(Work to do) Return each line of the listing below that contains the word "white".

Dataset records
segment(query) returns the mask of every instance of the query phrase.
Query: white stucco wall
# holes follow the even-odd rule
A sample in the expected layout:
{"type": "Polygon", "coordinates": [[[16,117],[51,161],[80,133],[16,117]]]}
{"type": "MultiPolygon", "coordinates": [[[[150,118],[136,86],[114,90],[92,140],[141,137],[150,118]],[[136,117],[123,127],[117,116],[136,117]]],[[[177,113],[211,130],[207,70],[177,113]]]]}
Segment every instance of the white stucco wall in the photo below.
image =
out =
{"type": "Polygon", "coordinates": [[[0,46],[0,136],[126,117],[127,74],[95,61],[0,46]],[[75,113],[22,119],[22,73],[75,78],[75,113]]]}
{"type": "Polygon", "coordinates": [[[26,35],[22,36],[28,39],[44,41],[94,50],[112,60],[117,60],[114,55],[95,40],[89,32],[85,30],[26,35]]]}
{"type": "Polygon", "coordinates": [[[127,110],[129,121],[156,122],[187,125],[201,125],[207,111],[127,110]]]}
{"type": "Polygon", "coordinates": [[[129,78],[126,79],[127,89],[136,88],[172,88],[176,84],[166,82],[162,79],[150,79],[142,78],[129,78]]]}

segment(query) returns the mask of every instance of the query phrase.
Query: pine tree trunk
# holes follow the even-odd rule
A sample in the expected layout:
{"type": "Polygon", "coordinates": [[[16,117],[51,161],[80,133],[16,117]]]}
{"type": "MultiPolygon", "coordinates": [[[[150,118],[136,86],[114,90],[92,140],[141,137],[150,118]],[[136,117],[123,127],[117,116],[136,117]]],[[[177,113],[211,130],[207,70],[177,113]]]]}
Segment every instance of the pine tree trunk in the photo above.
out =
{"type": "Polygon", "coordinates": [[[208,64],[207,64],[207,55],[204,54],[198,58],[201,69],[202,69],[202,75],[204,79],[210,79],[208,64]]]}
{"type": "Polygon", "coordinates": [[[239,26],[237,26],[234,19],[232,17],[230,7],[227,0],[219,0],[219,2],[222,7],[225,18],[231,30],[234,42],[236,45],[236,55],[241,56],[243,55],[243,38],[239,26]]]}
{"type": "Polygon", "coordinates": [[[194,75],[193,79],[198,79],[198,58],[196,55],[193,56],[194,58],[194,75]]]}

(Answer below)
Query: white stucco wall
Segment every instance of the white stucco wall in the photo below.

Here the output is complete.